— START OF Input —

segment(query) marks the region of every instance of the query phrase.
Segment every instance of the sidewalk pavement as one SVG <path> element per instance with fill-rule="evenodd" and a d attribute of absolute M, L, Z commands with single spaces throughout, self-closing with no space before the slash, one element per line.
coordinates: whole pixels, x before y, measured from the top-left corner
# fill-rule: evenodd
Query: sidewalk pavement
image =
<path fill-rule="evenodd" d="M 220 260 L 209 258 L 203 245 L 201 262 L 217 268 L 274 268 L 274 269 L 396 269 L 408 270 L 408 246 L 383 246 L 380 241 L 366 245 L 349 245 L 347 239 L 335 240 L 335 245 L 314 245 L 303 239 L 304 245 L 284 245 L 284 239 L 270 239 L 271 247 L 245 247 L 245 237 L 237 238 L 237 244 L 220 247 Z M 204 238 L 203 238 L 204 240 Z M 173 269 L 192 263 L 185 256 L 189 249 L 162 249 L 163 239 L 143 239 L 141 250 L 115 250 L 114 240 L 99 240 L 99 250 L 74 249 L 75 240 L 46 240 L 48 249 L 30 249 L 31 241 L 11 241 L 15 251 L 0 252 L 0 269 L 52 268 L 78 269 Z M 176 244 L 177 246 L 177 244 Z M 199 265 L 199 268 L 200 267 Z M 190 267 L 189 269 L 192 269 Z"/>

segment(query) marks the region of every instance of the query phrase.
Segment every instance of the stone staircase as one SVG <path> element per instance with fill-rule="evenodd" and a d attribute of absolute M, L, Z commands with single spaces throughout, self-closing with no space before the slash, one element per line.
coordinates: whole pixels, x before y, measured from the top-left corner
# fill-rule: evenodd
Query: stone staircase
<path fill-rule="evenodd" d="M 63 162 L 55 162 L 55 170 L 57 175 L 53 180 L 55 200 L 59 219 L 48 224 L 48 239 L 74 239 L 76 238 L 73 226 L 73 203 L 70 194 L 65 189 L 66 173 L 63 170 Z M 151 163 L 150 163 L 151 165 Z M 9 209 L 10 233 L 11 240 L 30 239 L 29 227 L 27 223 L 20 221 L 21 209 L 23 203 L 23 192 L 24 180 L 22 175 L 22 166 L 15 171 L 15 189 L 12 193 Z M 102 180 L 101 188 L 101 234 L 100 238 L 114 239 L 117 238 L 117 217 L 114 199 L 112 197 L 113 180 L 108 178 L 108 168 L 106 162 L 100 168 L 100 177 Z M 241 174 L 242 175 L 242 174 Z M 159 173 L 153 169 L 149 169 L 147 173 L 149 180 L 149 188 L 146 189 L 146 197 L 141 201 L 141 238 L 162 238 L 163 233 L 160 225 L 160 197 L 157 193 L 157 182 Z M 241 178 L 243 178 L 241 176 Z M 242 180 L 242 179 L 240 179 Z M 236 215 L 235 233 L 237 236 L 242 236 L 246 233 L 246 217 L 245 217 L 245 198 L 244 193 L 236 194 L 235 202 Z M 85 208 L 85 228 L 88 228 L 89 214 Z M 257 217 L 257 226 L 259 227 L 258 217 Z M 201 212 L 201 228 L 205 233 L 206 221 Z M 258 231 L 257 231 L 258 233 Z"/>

— END OF Input —

* [What the task asks] Copy the listing above line for line, with no changes.

* [Reply]
segment(query) marks the region of every instance of the query phrase.
Segment every instance of the sidewalk pavement as one SVG <path> element per instance with fill-rule="evenodd" and a d attribute of absolute M, L, Z commands with single spaces throughout, self-closing with no space before the slash, one element per line.
coordinates: whole pixels, x before y, measured from the top-left corner
# fill-rule: evenodd
Query: sidewalk pavement
image =
<path fill-rule="evenodd" d="M 220 260 L 209 258 L 203 245 L 201 262 L 217 268 L 274 268 L 274 269 L 396 269 L 408 270 L 408 246 L 383 246 L 380 241 L 366 245 L 349 245 L 347 239 L 335 240 L 335 245 L 314 245 L 303 239 L 304 245 L 284 245 L 284 239 L 270 239 L 271 247 L 245 247 L 245 237 L 237 238 L 237 244 L 220 247 Z M 204 238 L 203 238 L 204 240 Z M 173 269 L 192 263 L 185 256 L 189 249 L 162 249 L 163 239 L 143 239 L 141 250 L 115 250 L 114 240 L 99 240 L 99 250 L 74 249 L 75 240 L 46 240 L 48 249 L 30 249 L 31 241 L 11 241 L 15 251 L 0 252 L 0 269 L 52 268 L 78 269 Z M 176 244 L 177 246 L 177 244 Z M 199 265 L 199 268 L 200 267 Z M 190 267 L 189 269 L 192 269 Z"/>

segment(query) marks the region of every instance of the query phrase.
Segment every instance of the stone staircase as one SVG <path> element per instance with fill-rule="evenodd" and a d attribute of absolute M, L, Z commands with single spaces throughout, self-closing with no space before the slash, one element per line.
coordinates: whole pixels, x before y, measured from the top-left corner
# fill-rule: evenodd
Query: stone staircase
<path fill-rule="evenodd" d="M 63 162 L 55 162 L 55 170 L 57 175 L 53 180 L 55 200 L 59 219 L 48 224 L 48 239 L 74 239 L 76 238 L 73 226 L 73 203 L 70 194 L 65 189 L 66 173 L 63 170 Z M 151 163 L 150 163 L 151 165 Z M 9 209 L 10 233 L 11 240 L 30 239 L 29 227 L 27 223 L 20 221 L 21 209 L 23 203 L 23 192 L 24 180 L 22 175 L 22 166 L 15 171 L 15 189 L 12 193 Z M 102 180 L 101 188 L 101 234 L 100 238 L 114 239 L 117 238 L 117 217 L 114 199 L 112 197 L 113 180 L 108 178 L 108 168 L 106 162 L 100 168 L 100 177 Z M 241 174 L 242 175 L 242 174 Z M 159 173 L 153 169 L 149 169 L 147 173 L 149 180 L 149 188 L 146 189 L 146 197 L 141 201 L 141 238 L 162 238 L 163 233 L 160 225 L 160 197 L 157 193 L 157 182 Z M 241 178 L 243 178 L 241 176 Z M 242 180 L 242 179 L 240 179 Z M 236 215 L 235 233 L 237 236 L 242 236 L 246 233 L 246 217 L 245 217 L 245 198 L 244 193 L 236 194 L 235 202 Z M 85 208 L 85 228 L 88 228 L 89 214 Z M 257 217 L 257 226 L 259 227 L 258 217 Z M 201 212 L 201 228 L 205 233 L 206 221 Z M 258 231 L 257 231 L 258 233 Z"/>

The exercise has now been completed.